**Task details**
For this exercise, write out every entry exactly and leave the pictures out.

**Image point grounding data**
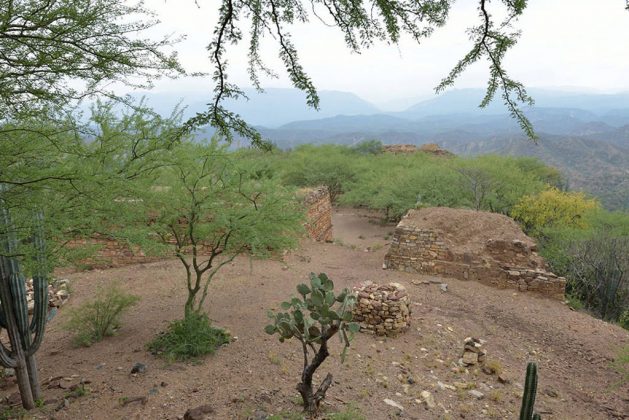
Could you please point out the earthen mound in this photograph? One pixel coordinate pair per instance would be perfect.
(471, 245)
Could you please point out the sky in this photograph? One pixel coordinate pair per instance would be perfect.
(572, 45)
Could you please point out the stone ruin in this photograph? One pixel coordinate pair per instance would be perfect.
(473, 352)
(471, 245)
(58, 294)
(318, 213)
(382, 309)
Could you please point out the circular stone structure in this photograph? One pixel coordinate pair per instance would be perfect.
(382, 309)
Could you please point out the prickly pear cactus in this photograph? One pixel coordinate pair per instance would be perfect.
(313, 319)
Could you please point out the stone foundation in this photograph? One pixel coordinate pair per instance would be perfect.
(382, 310)
(503, 263)
(318, 214)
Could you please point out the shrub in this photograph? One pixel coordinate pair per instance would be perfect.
(188, 338)
(621, 365)
(313, 320)
(624, 319)
(599, 274)
(99, 318)
(554, 208)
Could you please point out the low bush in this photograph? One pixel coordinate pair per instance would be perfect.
(188, 338)
(101, 317)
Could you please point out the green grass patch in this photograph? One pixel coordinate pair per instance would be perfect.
(101, 317)
(188, 339)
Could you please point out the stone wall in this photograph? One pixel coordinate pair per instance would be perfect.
(382, 310)
(111, 253)
(502, 263)
(318, 213)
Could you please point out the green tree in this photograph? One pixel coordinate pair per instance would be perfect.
(76, 173)
(362, 24)
(329, 165)
(56, 52)
(208, 209)
(554, 208)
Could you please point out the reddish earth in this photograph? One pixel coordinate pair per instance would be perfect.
(257, 373)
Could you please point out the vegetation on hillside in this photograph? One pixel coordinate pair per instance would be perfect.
(579, 239)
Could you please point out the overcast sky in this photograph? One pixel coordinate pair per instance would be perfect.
(577, 44)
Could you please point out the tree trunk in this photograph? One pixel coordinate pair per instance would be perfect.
(33, 377)
(21, 369)
(312, 400)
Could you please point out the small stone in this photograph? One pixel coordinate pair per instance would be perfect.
(470, 358)
(392, 403)
(428, 399)
(476, 394)
(200, 413)
(445, 386)
(138, 368)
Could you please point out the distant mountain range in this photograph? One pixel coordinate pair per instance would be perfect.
(585, 135)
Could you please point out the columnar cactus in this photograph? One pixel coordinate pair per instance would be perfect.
(528, 398)
(25, 333)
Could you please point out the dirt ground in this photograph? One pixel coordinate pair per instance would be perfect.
(256, 373)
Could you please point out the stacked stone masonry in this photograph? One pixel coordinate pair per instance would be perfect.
(502, 263)
(318, 213)
(382, 310)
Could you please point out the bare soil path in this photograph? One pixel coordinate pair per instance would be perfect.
(257, 373)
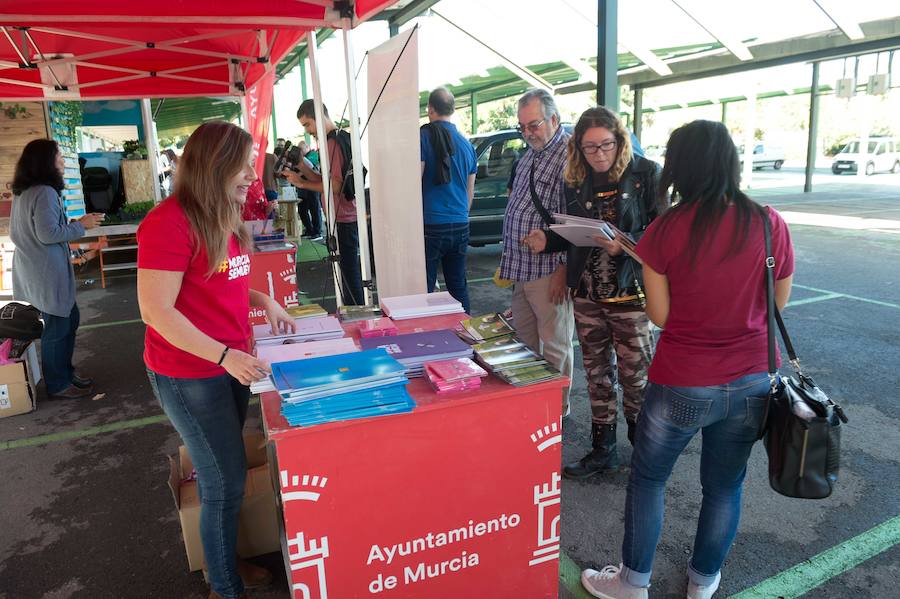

**Response to the exercise**
Could you please point out the earthen mound in this photograph? One pixel coordinate pair per instance would be perfect.
(471, 245)
Could you please point out the sky in this photograph? One pixel coordinate pair per instance would be perfect.
(572, 45)
Could you please point out the stone ruin in this photograph? One pixel coordinate pair per instance would be perfect.
(473, 352)
(471, 245)
(58, 294)
(318, 213)
(382, 309)
Could you please point out the circular stone structure in this photograph? One pixel coordinate pair per instance would be perfect.
(382, 309)
Could you please point out the prickly pear cactus in this photograph? One pixel coordinate pair per instance would be perfect.
(313, 319)
Could you please point out the stone foundation in this photograph? One pixel coordinate pair per instance would be perfect.
(382, 310)
(503, 263)
(318, 214)
Could you please point out the shrub in this photograph? One pixel coordinate pair per instance would be perfect.
(188, 338)
(621, 365)
(313, 320)
(624, 319)
(599, 274)
(99, 318)
(554, 208)
Could you please point out the low bush in this photograph? One pixel coordinate pair per instance would be perfect.
(188, 338)
(101, 317)
Could you please point out the green grass patch in this photograph? One pixel coordinate pair per instance would be perfect.
(101, 317)
(188, 339)
Could you please point out the stone wall in this photograph? One pixel coordinate pair per instance would be perfect.
(382, 310)
(111, 253)
(502, 263)
(318, 213)
Could you please point out the green tree in this photograph? One pixel coordinate pair per instance would be perfect.
(76, 173)
(362, 24)
(329, 165)
(56, 52)
(208, 209)
(554, 208)
Could you please point out the reddish earth in this photograph? One pixel coordinate pair per instance would be perfect.
(257, 373)
Could you please point out the vegetation on hillside in this photograph? One pixel coordinate pair per instance would be perfect.
(579, 239)
Could you please point out the overcast sky in this photograph? One pixel coordinate pair per instance would be perfect.
(577, 44)
Could you please point out the tree trunk in this photograph? One pixel coordinate pair per instance would be perfect.
(33, 377)
(21, 369)
(312, 400)
Could you please point out the small stone in this photograph? One pixel coordinate pair per instance would be perfect.
(470, 358)
(392, 403)
(428, 399)
(476, 394)
(200, 413)
(445, 386)
(138, 368)
Could you please point out the distant mountain range in this photograph? One pixel coordinate pair per instance would be perfect.
(585, 135)
Could you please point out the columnar cactus in this photograph? One pixel coordinate pair per instance would be perfect.
(528, 398)
(25, 333)
Could you please point out the dirt ground in this photograph? One pixel coordinate pair per instance would be perfect.
(256, 373)
Could you please point out the stacked stone masonry in this photograph? One pixel coordinate pair per instance would be perfect.
(502, 263)
(318, 213)
(382, 310)
Could you please point out the bare soil path in this photograph? One pixel coordinate pair per instance would be perfect.
(257, 373)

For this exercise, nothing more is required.